A few days ago, I explained this problem to my boyfriend whose answer was that maybe I should try not to use so much pluperfect. Now you may think that's a random comment to make, but it's actually right on the mark. When he suggested that, I got all sadface and objected, 'But I LOVE the pluperfect!' And it's true. I think the pluperfect is a fun, awesome tense. I couldn't explain it clearly, but knowing that I am at liberty to use it makes me happy. I also love the pluperfect continuous. He suggested that maybe I'm trying to show off my English skills a little bit and I am going to deny it, in public. See what I did with that coma there? Erm. So. No showing off. At all. *kof, kof*

More seriously, I think we are touching here on one of the major drawbacks of writing in one's second language. It is very hard, once you've spent more than a decade being taught how to use a tool in the only right and proper way, to suddenly start using it in a more imaginative fashion. At first, you learn how to use your tool in a very basic way, you learn how to take a chip of wood away with a flat-ended chisel, then you progress, you learn the irregularities, you start using different-sized chisels and gouges and suddenly you can make pretty cool stuff. You've got most words, most tenses, most tools. You can make a lamp, or a chair, or write an essay on the compared benefits of reading or going to the theatre.

RECORDED DATA:
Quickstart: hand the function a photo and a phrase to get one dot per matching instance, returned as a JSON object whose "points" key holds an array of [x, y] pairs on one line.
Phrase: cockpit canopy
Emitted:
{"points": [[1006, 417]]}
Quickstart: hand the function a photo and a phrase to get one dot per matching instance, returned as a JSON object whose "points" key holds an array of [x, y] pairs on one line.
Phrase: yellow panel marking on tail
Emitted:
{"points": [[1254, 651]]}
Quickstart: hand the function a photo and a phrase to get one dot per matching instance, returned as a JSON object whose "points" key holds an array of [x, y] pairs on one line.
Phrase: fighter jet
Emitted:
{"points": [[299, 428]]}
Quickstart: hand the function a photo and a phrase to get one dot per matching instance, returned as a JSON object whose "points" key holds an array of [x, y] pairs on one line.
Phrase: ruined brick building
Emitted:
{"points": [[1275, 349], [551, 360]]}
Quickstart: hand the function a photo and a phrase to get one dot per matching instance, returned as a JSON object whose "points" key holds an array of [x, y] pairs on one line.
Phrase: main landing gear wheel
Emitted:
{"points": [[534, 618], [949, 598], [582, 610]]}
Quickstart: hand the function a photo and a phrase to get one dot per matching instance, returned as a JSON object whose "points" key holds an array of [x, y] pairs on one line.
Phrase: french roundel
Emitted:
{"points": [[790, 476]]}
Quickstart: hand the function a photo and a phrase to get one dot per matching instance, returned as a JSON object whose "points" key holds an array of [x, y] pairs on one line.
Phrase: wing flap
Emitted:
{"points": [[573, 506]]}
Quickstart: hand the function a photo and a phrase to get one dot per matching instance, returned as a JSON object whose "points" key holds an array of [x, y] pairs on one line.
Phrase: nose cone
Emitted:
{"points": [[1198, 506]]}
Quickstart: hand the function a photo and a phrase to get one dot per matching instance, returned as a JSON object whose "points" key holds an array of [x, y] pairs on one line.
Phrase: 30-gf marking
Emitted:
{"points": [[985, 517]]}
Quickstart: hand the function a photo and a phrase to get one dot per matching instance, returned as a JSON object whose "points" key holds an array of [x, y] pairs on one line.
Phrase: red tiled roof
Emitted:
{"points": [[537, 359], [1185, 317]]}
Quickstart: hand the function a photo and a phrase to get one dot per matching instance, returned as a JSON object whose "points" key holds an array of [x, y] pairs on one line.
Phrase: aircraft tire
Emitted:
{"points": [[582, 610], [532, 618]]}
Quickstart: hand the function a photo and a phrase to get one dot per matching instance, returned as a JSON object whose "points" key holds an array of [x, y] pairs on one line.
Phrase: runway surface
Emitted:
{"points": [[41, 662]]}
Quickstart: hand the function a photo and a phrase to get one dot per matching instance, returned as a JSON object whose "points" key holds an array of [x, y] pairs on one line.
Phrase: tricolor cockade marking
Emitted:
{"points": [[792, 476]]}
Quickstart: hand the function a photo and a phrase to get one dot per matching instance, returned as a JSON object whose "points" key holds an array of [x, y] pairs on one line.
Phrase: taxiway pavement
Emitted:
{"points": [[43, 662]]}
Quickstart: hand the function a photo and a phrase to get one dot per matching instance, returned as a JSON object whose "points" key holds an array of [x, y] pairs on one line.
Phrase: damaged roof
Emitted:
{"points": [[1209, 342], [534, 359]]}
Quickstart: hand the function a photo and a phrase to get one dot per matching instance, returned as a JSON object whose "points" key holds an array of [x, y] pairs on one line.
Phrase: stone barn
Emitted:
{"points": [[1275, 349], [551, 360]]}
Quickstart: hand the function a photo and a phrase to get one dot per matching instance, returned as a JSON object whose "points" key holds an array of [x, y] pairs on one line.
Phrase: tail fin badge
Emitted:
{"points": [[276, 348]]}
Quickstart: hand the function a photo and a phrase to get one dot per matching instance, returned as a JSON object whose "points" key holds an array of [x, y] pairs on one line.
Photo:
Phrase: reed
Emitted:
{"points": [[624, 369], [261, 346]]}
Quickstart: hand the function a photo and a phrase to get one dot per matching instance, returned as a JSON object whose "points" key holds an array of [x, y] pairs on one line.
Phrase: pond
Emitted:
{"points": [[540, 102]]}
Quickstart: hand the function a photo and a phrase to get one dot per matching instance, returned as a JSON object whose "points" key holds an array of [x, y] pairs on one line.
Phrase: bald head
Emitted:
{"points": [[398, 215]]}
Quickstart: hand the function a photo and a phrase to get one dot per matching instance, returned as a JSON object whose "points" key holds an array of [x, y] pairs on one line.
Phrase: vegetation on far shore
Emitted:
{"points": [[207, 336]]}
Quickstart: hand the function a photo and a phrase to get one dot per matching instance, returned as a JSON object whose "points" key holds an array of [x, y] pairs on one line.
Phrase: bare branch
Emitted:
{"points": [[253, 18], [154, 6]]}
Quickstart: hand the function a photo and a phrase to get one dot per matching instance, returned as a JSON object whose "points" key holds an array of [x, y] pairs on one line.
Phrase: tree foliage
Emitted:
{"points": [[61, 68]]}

TO DO:
A: Which things does the passage on writing in a second language say you can make once you've got most words, tenses and tools? List them all.
B: In one to three sentences, explain why the passage on writing in a second language calls it very hard to start using a language in a more imaginative fashion.
C: Continue the passage on writing in a second language from its final sentence.

FINAL RESULTS:
A:
- A lamp
- A chair
- An essay on the compared benefits of reading or going to the theatre

B: The writer has spent more than a decade being taught to use the tool in the only right and proper way. After that, it is very hard to suddenly start using it imaginatively.

C:
And then you get the Dremmel. My brother - who is a wood crafter, if you were wondering where all the wood talk came from - has a Dremmel. He loves it, it's one of his favourite tools. A Dremmel is a neat little drill with many different bits to choose from and with it he makes absolutely amazing things. He made me the most beautiful carved wooden pendant. It was almost entirely hollow because it was literally made out of holes. It was a beautiful criss-crossing of dark red wood and ended up breaking in two because of how delicate it was.

Now, to me, pluperfect is like the Dremmel. You can use it to express things that you could hardly have expressed otherwise. You can use it to make things criss-cross and entertwine. And that makes me about as happy as a puppy with a new chewing toy. Which means that I think about as much as said puppy when using the pluperfect. What could go wrong if I'm being grammatically correct?

I know that not everyone who speaks English as their second language has this problem and that I have it mainly because I love weird, shiny tenses too much, but my argument stands. It is very hard for a non-native speaker of any language to write in any other way than stiff, proper, and grammatically shiny, because they have learnt that from their use of the language.

I'm now trying to correct this by not using the pluperfect or pluperfect continuous :'( and by experimenting with writing in the present tense. This was a suggestion from le boyfriend and so far it's been interesting.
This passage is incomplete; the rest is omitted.